• [Problems to solve]
(1) Copy the part of the FDA antibiotics post from "What are the" to "and timelines?" word for word.
(2) According to the FDA antibiotics post, why has the FDA indicated that it would never again approve an antibiotic through emergency use programs?

• [Given passage]
David's New Book

Saturday, November 19, 2011

Antibiotics and Innovation at the FDA

In October of this year, the FDA released a report entitled, “Driving Biomedical Innovation: Initiatives to Improve Products for Patients.” There are a number of interesting aspects of this report.  The first is that the word antibiotic is only mentioned once – in a paragraph talking about clinical trails for targeted therapies. But the study of antibiotics in clinical trials has at best only rare and controversial attempts to do just that.  One was the use of emergency use programs to approve the use of linezolid (Zyvox) and quinupristin-dalfopristin (Synercid) for the treatment if serious infections caused by vancomycin-resistant Enterococcus feacium. One major advantage of these emergency use programs is that patients enrolled were documented to have or were very strongly suspected of having a resistan enterococcal infection at the time of enrollment. But given the non-comparative nature of the trials and the bias introduced by the emergency use approach, the FDA has indicated that they would never approve another antibiotic in this way again.  But if not, then how?

The following excerpt is taken directly from the FDA report:

The early discovery of a potential
breakthrough therapy raises ethical and
trial design issues. It is important to gain
confidence that the effects seen in the early
trials are real, and to understand the safety
risks of the new drug. On the other hand,
from an ethical standpoint, it is important to
make sure that people with serious diseases
are getting the best possible therapy. In these
situations, the clinical trials for the drug’s
development must be compressed and the
evidence about its effects gathered in the most
efficient manner possible; however, there is
not a good understanding in the biomedical
community about how to accomplish this.
Additionally, there are questions surrounding
the use of an expedited drug pathway, such as:
Can FDA, drug developers, and
investigators agree on a threshold to
determine when a treatment poses
“exceptional promise” and should thus
be treated in an expedited fashion?
Can seamless drug development programs
be created to utilize natural history
data or adaptive trial design concepts to
compress drug development time?
What are the ethical issues involved in
identifying a promising intervention?
How should the needs of all patients with
the disease be balanced against the need
for better therapy for an individual?
Can surrogate outcome measures that
could be used for accelerated approval
be rapidly identified?
Can we arrive at a consensus view of
the goal of monitoring commitments
companies will make once a product is
on the market after such a development
program, such as scientific expectations
and timelines?

These are all great questions.  I can’t wait to hear the answers!

• [Record extracts]
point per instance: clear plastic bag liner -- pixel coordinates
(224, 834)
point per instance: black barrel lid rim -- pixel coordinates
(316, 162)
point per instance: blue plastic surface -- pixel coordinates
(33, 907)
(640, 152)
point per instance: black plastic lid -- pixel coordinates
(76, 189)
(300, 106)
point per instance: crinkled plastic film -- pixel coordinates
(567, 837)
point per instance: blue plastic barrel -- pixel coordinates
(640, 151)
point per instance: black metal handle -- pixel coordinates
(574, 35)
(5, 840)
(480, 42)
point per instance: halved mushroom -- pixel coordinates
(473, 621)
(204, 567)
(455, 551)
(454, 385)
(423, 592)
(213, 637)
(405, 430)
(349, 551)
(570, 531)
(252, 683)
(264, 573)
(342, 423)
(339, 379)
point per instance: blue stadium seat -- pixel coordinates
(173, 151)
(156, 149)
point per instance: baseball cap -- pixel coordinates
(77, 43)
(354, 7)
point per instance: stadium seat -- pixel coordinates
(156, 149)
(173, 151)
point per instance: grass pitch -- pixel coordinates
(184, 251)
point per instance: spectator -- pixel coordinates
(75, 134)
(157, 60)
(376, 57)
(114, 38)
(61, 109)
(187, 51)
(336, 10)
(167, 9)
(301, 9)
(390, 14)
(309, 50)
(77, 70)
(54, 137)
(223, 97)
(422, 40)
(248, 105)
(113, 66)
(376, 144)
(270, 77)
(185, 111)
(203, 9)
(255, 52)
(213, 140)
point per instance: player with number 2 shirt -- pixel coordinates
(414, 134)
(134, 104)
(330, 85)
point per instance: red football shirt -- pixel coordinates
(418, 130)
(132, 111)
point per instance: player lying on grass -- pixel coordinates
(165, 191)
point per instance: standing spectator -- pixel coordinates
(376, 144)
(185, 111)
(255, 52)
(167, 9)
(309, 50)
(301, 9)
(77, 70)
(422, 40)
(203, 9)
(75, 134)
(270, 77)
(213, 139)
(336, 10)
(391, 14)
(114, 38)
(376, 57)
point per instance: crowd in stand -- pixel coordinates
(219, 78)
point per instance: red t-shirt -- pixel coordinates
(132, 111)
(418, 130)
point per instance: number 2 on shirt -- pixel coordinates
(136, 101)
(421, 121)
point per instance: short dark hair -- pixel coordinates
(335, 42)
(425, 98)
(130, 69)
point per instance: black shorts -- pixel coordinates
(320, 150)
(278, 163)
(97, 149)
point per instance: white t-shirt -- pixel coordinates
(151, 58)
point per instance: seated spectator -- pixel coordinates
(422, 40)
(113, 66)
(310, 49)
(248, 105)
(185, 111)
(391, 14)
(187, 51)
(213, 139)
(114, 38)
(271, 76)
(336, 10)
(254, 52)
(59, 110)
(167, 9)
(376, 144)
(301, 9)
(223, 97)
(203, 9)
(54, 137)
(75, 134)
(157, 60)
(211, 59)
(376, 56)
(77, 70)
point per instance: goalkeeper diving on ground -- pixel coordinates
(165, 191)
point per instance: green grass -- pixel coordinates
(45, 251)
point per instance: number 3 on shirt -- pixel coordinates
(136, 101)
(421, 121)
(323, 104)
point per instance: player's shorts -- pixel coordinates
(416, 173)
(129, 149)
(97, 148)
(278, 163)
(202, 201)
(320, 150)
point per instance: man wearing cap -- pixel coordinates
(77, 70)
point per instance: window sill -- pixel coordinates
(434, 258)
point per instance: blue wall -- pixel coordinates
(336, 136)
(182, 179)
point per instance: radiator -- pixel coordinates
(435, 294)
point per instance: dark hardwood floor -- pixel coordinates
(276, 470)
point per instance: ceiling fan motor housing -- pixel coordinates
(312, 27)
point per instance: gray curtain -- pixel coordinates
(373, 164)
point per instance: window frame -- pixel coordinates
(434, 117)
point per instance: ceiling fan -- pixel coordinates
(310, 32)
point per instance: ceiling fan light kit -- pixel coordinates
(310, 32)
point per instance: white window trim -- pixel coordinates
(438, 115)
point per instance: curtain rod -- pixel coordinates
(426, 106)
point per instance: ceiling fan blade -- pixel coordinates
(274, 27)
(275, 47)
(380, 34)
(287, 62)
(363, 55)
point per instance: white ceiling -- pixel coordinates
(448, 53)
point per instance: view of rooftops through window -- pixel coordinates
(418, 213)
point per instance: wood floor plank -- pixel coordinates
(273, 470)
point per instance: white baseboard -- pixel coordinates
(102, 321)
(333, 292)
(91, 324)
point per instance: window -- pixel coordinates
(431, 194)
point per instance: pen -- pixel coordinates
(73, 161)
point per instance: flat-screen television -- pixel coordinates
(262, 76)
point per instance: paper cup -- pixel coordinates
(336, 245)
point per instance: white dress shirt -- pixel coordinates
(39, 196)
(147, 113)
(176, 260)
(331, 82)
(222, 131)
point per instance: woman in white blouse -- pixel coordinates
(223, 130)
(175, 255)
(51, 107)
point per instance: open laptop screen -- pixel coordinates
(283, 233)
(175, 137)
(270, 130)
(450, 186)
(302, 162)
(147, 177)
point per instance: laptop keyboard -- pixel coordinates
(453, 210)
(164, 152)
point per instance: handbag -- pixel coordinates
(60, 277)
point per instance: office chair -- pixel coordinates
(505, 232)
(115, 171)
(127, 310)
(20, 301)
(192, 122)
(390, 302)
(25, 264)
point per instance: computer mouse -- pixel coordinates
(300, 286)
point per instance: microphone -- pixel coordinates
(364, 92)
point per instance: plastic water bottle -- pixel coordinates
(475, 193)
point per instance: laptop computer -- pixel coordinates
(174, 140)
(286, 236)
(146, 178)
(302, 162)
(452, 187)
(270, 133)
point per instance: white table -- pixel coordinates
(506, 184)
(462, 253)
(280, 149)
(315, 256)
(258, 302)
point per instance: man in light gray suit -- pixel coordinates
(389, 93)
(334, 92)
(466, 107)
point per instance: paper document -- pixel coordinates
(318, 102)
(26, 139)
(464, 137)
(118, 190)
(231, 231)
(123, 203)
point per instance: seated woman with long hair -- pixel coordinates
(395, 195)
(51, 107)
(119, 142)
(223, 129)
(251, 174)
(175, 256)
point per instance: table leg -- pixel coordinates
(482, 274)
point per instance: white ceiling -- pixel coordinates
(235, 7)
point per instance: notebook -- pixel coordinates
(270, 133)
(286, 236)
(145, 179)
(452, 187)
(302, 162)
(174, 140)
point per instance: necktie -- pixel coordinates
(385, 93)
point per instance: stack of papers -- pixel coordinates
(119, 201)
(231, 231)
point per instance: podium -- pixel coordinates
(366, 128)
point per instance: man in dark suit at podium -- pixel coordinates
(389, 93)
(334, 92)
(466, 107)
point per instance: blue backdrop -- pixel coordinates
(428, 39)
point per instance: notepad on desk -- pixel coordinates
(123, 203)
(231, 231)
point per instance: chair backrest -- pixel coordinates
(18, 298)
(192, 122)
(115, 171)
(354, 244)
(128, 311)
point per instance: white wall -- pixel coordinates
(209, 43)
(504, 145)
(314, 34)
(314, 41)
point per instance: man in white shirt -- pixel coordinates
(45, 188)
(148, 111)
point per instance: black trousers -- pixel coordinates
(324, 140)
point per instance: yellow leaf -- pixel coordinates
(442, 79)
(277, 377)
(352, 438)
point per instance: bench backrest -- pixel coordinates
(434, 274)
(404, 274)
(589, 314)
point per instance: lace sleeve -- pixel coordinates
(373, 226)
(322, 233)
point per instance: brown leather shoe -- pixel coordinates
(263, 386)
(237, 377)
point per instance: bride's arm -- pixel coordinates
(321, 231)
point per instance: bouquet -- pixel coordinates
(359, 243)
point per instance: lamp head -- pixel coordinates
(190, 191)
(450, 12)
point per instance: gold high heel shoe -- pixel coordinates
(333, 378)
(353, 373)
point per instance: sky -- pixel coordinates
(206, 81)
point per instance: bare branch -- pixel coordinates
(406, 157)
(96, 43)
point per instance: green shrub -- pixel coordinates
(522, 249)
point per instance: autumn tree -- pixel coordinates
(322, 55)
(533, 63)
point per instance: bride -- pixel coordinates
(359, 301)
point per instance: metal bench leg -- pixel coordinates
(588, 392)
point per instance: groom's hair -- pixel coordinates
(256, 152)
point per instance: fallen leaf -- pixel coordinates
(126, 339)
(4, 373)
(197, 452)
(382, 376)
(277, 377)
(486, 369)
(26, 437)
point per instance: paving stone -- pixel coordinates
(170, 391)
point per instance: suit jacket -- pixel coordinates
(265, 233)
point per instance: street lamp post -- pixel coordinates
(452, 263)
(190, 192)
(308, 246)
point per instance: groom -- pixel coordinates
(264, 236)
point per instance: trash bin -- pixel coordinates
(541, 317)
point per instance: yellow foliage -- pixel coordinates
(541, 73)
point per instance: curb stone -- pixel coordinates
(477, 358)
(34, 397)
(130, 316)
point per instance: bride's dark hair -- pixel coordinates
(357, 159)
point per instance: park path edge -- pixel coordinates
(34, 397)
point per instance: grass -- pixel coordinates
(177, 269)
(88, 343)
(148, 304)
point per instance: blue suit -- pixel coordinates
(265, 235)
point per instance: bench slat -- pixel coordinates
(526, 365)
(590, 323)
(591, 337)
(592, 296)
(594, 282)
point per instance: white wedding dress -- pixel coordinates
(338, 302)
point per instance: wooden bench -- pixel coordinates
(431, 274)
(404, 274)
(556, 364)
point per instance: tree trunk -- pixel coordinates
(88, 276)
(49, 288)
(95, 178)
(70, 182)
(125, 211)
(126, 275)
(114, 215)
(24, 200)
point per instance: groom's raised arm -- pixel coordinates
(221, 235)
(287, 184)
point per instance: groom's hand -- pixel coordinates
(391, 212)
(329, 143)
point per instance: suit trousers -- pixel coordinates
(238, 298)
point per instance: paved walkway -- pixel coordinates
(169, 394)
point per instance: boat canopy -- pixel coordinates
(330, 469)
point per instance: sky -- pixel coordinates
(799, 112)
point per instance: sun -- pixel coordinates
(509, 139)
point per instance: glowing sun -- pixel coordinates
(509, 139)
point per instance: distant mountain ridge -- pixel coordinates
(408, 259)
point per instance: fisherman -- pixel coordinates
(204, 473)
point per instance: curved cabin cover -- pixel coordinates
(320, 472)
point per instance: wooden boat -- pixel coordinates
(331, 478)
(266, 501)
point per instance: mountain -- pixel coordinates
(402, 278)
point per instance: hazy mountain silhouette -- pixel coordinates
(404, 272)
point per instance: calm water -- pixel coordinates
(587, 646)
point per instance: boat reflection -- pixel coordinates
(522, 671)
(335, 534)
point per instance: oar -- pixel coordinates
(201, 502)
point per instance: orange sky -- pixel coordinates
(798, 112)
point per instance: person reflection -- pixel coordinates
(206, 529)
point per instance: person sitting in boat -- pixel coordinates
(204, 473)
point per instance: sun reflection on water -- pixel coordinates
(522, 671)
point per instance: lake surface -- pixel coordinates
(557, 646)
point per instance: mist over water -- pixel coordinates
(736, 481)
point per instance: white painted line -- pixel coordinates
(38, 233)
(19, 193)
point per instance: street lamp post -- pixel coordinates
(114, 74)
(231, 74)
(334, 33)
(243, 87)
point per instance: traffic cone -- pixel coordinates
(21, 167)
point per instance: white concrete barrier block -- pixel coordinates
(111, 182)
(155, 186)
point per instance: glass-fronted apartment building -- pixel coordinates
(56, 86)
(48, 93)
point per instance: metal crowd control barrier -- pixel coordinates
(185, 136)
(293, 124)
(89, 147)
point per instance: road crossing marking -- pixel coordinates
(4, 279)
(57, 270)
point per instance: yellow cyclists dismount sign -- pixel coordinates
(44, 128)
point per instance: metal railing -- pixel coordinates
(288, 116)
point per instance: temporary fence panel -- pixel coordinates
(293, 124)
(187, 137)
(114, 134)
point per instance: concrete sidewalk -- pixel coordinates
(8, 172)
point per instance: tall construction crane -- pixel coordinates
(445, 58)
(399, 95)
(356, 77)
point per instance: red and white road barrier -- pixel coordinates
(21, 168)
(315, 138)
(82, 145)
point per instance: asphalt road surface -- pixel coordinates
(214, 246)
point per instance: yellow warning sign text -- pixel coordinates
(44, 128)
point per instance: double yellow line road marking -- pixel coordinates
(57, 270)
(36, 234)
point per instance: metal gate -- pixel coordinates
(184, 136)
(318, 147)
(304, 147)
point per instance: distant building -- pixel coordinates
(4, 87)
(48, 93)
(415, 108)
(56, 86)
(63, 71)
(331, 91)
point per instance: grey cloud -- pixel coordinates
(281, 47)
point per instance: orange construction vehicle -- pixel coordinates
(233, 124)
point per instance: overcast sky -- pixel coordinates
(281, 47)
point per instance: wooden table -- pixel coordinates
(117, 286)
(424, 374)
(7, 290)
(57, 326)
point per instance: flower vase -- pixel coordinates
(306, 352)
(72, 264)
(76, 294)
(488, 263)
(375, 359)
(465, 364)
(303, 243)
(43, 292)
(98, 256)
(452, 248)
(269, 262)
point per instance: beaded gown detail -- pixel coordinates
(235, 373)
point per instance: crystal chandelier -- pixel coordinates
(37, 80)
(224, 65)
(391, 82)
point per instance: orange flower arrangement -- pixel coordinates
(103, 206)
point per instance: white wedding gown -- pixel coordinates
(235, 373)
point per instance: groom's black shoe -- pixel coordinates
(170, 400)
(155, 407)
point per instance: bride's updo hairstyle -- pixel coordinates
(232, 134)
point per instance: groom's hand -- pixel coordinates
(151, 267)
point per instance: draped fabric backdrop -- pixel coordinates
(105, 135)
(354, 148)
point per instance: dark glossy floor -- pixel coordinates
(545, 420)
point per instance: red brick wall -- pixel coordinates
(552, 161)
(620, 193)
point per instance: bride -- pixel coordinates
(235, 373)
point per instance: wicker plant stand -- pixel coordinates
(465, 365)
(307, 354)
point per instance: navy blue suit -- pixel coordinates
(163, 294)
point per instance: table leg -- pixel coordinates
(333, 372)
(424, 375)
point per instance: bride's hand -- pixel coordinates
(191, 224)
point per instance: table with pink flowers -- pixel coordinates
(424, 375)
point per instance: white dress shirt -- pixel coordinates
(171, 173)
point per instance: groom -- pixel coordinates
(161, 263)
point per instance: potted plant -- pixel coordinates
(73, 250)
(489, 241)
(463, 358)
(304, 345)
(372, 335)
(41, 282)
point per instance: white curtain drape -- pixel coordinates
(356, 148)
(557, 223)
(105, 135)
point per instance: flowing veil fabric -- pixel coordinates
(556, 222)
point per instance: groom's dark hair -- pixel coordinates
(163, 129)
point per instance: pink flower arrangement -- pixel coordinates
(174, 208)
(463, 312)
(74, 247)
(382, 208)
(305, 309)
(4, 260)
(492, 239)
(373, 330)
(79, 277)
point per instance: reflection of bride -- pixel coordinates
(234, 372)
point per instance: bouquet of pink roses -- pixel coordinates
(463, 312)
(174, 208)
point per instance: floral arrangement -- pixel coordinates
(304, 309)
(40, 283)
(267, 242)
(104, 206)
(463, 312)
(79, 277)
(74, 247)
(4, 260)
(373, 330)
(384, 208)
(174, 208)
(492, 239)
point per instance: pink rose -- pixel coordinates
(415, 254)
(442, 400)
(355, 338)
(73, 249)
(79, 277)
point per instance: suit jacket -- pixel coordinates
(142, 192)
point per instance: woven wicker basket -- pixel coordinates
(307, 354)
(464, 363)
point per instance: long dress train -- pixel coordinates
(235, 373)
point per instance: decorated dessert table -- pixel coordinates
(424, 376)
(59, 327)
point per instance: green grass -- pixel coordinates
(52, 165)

• [Outputs in order]
(1)
What are the ethical issues involved in
identifying a promising intervention?
How should the needs of all patients with
the disease be balanced against the need
for better therapy for an individual?
Can surrogate outcome measures that
could be used for accelerated approval
be rapidly identified?
Can we arrive at a consensus view of
the goal of monitoring commitments
companies will make once a product is
on the market after such a development
program, such as scientific expectations
and timelines?

(2) The FDA gave this position because the emergency use trials were non-comparative and because the emergency use approach introduced bias.